The fallocate command secures disk space that can contain data of a specified size before the actual data is saved. For instance, in the above example, the file1.txt file is created by securing 10 MB of disk blocks before valid data is actually stored on the file1.txt file. In this manner, pre-allocated files can be created as many as desired (12-10, 12-11, 12-12, 12-13, 12-14, 12-15, 12-16, 12-17) on the network attached disks (7-1, 7-2, 7-3) in advance.

Afterwards, pre-allocated files (12-10, 12-11, 12-12, 12-13, 12-14, 12-15, 12-16, 12-17) are assigned in exclusive way to individual computers (1-11, 1-12, 1-13). That is, a pre-allocated file is assigned to a computer and never to other computers. For example, two files 12-10, 12-11 can be assigned to computer 1-11 only, three files 12-12, 12-13, 12-14 can be assigned to computer 1-12 only, and another three files 12-15, 12-16, 12-17 can be assigned to computer 1-13 only. Each computer can write data on the pre-allocated files exclusively assigned to it and never writes data on other pre-allocated files that are not assigned to it, whereas all computers can read data from any of the pre-allocated files. In this way of assigning and writing on the pre-allocated files in exclusive way, a computer can share data files with other computers because only one computer can write data on a pre-allocated file assigned exclusively to it and other computer cannot update the data on the file but can read the file.

[The tasks]
1. Answer these questions about the text on pre-allocated files:
(a) How much disk space is secured for file1.txt before valid data is stored on it?
(b) Which files can be assigned to computer 1-12 only?
(c) From which pre-allocated files can all computers read data?
2. Reproduce the records from the line with "Bound breakfast bar." up to and including the line with "116;96;204;130".

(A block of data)
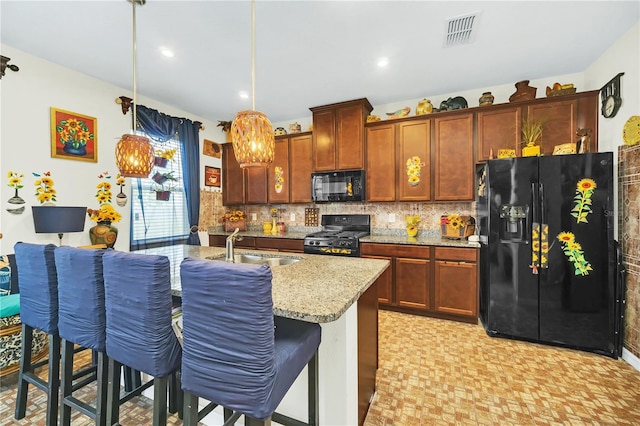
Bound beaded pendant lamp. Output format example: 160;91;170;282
116;0;154;178
231;0;275;167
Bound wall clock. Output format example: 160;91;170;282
600;72;624;118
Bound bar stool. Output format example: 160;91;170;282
54;247;108;426
180;259;321;426
14;243;95;426
102;250;182;426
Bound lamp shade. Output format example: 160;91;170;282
31;206;87;234
116;134;154;178
231;110;275;167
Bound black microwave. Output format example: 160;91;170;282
311;170;365;202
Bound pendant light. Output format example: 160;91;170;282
231;0;275;167
116;0;154;178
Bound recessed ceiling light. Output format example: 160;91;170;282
160;47;175;58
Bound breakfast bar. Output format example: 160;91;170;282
132;245;389;425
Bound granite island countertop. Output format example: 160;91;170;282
209;227;480;248
135;245;389;323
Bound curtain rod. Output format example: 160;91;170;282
116;96;204;130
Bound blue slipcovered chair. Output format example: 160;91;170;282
14;243;95;426
55;247;108;426
102;250;182;425
180;259;321;426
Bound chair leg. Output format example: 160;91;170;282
14;323;33;420
47;334;60;426
153;375;170;426
307;351;320;426
60;339;74;426
106;358;122;426
95;352;111;426
182;391;198;426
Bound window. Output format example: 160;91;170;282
130;136;189;250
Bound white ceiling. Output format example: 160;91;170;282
0;0;640;122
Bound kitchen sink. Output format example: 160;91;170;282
207;253;302;266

[Results in order]
1.
(a) 10 MB of disk blocks.
(b) The three files 12-12, 12-13 and 12-14.
(c) Any of the pre-allocated files.

2.
Bound breakfast bar. Output format example: 160;91;170;282
132;245;389;425
Bound granite island countertop. Output format example: 160;91;170;282
209;227;480;248
135;245;389;323
Bound curtain rod. Output format example: 160;91;170;282
116;96;204;130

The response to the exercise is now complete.